= Texto para análise =

========================

Ganhou força , nos últimos dias ,nas redes e nos noticiários de todo o mundo a decisão histórica do parlamento da Itália: a aprovação por unanimidade da lei que insere o crime de feminicídio como categoria autônoma em seu Código Penal, com pena de prisão perpétua para quem matar uma mulher motivado por discriminação de gênero, ódio ou desejo de controlar seu corpo, sua liberdade ou sua recusa de vínculo.
A lei, apoiada por uma coalizão rara entre centro-direita e centro-esquerda, foi sancionada justamente em 25 de novembro, Dia Internacional para a Eliminação da Violência contra as Mulheres, gesto simbólico que espera marcar o fim da impunidade.
O assassinato de Giulia Cecchettin, ocorrido em 11 de novembro de 2023, após semanas de sinais explícitos de controle e ameaças por parte do ex-namorado Filippo Turetta, desencadeou na Itália uma das maiores discussões recentes sobre violência de gênero e as raízes estruturais do patriarcado. O país assistiu, atônito, à convergência entre um caso individual e um mal coletivo. Quando Turetta foi condenado à prisão perpétua em primeira instância e abriu mão de recorrer, o processo judicial se encerrou rapidamente, mas a ferida social continuou aberta.

========================

= Linhas fornecidas =

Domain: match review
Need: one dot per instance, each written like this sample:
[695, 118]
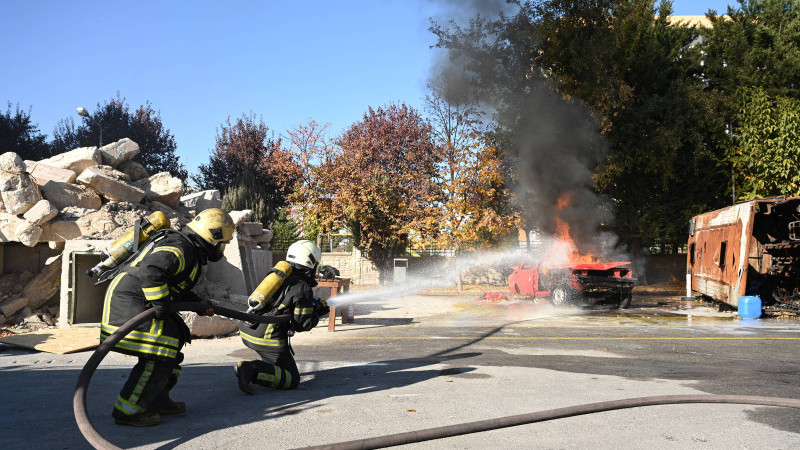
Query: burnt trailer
[751, 248]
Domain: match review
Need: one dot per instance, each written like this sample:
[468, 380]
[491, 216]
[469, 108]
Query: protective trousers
[277, 369]
[148, 385]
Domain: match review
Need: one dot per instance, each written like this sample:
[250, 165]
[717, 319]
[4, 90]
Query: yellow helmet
[213, 225]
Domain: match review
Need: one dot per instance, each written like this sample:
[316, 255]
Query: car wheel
[624, 300]
[559, 296]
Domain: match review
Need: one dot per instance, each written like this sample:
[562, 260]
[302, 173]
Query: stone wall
[353, 265]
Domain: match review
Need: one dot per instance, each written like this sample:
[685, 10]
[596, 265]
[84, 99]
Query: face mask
[216, 252]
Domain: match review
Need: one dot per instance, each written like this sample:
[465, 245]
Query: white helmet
[304, 253]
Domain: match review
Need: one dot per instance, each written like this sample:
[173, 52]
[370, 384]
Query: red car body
[566, 284]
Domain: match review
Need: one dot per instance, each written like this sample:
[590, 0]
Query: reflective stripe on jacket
[294, 297]
[166, 269]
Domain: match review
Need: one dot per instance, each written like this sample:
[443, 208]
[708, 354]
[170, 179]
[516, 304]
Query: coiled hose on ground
[79, 398]
[98, 442]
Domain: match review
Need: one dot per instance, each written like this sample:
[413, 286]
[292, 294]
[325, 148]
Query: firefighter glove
[321, 307]
[254, 305]
[207, 308]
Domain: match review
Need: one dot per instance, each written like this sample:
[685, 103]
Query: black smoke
[553, 142]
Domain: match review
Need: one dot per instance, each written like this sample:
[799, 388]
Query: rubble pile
[88, 193]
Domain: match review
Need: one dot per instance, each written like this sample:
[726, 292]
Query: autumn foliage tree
[313, 194]
[384, 182]
[249, 168]
[474, 211]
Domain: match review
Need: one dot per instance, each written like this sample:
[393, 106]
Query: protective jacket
[163, 271]
[294, 297]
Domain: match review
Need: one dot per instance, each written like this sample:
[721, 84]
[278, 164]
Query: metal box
[85, 299]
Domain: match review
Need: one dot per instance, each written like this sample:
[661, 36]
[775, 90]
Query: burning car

========================

= Sua tarefa =
Reescreva de forma mais curta o parágrafo do texto que começa com "O assassinato de Giulia Cecchettin", mantendo os fatos principais.

= Resposta =
Giulia Cecchettin foi assassinada em 11 de novembro de 2023, depois de semanas de controle e ameaças do ex-namorado Filippo Turetta. O crime abriu na Itália um dos maiores debates recentes sobre violência de gênero e as raízes do patriarcado, unindo um caso individual a um mal coletivo. Turetta foi condenado à prisão perpétua em primeira instância e não recorreu. O processo acabou rápido, mas a ferida social continuou aberta.